Work request
Everything from the line with "One point goes on every instance of the calf's body" through the end of the entries must be transcribed exactly; no other lines belong in the answer.

Records for this exercise

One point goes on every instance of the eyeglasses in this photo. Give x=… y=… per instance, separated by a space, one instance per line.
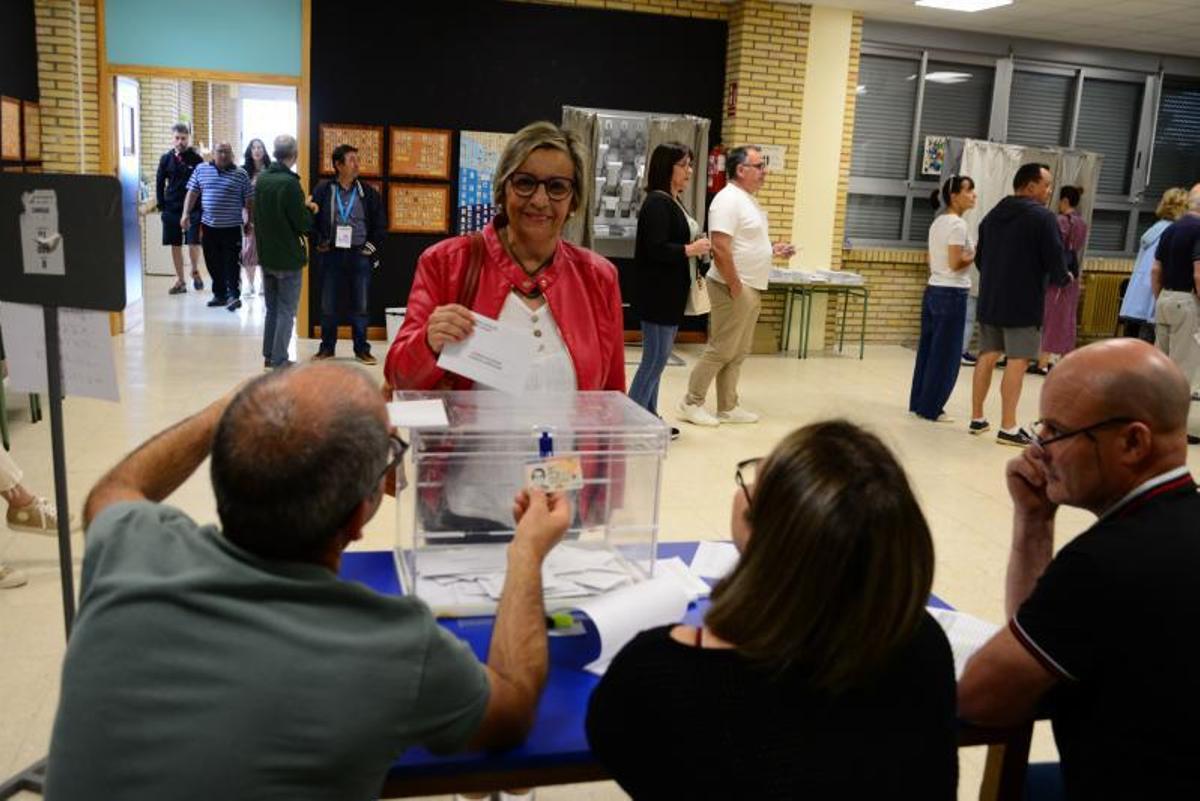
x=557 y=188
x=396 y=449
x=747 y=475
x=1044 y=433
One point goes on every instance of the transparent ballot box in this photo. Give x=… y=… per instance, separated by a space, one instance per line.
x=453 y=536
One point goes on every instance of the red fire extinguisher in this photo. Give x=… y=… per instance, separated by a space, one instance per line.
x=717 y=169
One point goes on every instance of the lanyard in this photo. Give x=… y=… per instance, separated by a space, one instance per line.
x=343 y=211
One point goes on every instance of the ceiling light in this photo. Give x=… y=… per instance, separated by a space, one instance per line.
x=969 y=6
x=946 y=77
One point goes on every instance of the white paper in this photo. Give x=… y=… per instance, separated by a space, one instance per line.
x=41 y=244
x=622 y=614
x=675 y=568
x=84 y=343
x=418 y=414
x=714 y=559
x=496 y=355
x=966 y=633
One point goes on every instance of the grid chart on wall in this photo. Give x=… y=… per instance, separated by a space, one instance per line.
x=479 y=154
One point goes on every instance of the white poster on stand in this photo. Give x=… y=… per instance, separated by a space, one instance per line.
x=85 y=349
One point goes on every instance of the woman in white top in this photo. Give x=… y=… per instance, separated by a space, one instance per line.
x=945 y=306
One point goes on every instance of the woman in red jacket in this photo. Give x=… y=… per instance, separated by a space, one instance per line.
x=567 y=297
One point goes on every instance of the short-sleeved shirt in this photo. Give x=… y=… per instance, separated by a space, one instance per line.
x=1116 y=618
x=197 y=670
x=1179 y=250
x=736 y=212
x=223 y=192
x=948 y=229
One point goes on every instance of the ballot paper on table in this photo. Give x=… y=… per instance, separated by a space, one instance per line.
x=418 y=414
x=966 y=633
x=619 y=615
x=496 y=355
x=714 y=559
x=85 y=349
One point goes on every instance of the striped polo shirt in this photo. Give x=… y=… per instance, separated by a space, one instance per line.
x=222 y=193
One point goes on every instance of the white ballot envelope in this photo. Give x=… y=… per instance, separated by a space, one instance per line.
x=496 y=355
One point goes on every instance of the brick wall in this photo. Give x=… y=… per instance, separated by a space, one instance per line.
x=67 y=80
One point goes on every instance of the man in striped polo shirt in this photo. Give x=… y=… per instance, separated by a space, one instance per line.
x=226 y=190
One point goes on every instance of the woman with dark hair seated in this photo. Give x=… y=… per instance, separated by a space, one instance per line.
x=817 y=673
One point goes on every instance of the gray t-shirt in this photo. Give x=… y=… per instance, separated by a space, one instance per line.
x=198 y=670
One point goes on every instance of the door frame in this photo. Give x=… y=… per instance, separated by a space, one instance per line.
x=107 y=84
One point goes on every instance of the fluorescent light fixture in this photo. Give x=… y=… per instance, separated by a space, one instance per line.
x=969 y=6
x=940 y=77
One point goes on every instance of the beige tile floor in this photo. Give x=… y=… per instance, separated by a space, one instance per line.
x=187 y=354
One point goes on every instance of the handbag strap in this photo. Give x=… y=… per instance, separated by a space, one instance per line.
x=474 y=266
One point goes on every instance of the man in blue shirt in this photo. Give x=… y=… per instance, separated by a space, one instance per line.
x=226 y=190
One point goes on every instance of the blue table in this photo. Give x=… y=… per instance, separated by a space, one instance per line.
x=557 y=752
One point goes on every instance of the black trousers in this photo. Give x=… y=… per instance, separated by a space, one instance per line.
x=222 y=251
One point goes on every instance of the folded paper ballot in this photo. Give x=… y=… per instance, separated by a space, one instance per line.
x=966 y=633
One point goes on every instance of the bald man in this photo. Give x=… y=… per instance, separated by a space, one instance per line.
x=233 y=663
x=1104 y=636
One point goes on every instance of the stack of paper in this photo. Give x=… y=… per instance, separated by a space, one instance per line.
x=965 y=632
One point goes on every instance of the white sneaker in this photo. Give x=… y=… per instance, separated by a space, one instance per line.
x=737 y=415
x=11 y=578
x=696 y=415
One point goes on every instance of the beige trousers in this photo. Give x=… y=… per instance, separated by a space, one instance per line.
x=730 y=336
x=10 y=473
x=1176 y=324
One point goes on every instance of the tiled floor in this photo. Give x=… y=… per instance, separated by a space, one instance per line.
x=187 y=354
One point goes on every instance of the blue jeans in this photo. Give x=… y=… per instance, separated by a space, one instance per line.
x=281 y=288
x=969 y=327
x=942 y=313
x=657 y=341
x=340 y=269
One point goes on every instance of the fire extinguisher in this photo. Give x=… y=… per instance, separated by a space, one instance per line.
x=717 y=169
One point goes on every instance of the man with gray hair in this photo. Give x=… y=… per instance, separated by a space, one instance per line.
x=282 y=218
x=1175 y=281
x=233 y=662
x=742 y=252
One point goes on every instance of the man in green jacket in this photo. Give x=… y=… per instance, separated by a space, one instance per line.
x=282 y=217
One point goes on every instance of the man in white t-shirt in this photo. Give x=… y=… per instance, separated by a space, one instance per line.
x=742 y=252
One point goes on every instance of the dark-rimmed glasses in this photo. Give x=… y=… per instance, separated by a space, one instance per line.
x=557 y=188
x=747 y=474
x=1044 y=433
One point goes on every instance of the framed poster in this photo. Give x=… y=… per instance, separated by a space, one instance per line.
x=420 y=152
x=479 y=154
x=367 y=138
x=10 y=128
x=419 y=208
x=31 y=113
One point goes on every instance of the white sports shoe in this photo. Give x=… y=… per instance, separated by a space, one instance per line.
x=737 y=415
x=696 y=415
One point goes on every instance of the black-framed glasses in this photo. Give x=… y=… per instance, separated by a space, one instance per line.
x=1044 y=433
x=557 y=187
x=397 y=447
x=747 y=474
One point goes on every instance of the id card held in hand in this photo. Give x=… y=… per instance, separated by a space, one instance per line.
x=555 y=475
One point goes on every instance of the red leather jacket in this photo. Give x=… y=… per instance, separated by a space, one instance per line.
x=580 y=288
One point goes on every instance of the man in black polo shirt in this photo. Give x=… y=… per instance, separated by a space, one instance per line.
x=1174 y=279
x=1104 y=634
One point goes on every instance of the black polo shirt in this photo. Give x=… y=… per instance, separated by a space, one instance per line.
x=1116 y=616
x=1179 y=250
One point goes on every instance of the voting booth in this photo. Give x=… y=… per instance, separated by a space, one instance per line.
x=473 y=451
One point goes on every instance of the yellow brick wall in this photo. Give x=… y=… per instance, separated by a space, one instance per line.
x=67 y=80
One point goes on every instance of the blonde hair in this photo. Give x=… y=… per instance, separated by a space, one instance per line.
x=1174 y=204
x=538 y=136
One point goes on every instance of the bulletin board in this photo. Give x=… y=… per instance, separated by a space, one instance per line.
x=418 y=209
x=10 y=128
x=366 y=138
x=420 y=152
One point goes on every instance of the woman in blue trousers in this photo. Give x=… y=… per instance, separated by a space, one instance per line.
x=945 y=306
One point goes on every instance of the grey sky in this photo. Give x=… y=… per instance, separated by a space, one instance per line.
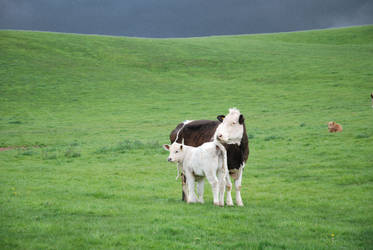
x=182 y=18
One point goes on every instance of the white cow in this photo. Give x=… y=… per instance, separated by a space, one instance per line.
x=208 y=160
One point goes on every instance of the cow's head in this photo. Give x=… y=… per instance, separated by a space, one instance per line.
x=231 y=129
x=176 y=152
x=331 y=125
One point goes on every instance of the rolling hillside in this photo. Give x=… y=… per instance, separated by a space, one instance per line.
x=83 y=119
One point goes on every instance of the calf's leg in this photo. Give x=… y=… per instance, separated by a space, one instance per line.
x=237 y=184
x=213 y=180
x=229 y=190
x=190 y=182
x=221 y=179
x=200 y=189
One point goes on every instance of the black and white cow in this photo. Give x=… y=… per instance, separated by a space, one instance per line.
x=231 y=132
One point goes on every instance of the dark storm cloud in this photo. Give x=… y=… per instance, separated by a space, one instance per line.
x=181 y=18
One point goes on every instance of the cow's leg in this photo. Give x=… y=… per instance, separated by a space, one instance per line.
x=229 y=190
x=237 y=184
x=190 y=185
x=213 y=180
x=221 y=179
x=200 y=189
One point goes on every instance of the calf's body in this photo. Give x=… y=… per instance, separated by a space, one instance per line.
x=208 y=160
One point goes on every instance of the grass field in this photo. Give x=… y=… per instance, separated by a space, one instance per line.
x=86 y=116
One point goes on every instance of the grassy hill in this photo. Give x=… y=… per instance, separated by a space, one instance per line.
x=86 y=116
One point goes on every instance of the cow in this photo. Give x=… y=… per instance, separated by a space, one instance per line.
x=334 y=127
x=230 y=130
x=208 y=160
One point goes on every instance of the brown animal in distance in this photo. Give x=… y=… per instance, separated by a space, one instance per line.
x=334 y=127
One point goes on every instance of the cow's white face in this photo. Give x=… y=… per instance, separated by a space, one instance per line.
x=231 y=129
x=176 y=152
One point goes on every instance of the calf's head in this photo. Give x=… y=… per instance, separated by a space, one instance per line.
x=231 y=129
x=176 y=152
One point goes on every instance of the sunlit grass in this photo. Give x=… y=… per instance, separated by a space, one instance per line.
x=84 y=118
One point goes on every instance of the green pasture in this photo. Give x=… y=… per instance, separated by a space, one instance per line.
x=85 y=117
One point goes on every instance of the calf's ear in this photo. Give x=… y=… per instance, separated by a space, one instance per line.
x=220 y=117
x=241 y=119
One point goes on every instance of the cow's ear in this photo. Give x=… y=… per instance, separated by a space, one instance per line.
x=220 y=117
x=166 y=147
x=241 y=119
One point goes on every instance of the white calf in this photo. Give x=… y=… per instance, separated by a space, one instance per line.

Answer section
One point goes on every instance of the calf's body in this photo. Give x=… y=… per instance, separated by a space, one instance per line.
x=208 y=160
One point goes on every instance of the grass field in this photo. Give x=… y=… per instance, separated by a space, one instance per line.
x=86 y=116
One point goes on every instance of the grassy hill in this photo. Give x=… y=… per instance, separated by a space, one instance per line.
x=86 y=116
One point goes on every instance of the cow in this photo. Give x=… y=… per instance, separated by a space, one instance per line.
x=334 y=127
x=230 y=130
x=208 y=160
One point goes on every instance of the brown animal in distance in this photo. Give x=… y=… per instance, separated by a space, one instance per line.
x=334 y=127
One point goes on every instance of the cow's white face in this photo. Give x=… y=… per instance, separated by a space, one instance per line.
x=231 y=129
x=176 y=152
One point goes on every instance of the calf's head in this photo. Give x=… y=… per instance, separated by a space, one instance per line.
x=231 y=129
x=176 y=152
One point goes on every instance of the sunlit grass in this photo. Give x=… y=… per instance, separated by a space, one instance per line.
x=84 y=118
One point goes on every instance of the green pasture in this photo. Give x=… y=… per instance, separated by a space, one instance per line.
x=85 y=117
One point goes on every instance of the calf's ear in this photo. Give x=… y=… per instance, separated by a space, one instance per line.
x=220 y=117
x=241 y=119
One point goes on every instance of the cow's ear in this photo. Give x=… y=… per instance, separated by a space, one instance per line.
x=220 y=117
x=166 y=147
x=241 y=119
One point goes on every instance of the white calf in this photo. Give x=… y=… per instance, separated by a space, one instance per line.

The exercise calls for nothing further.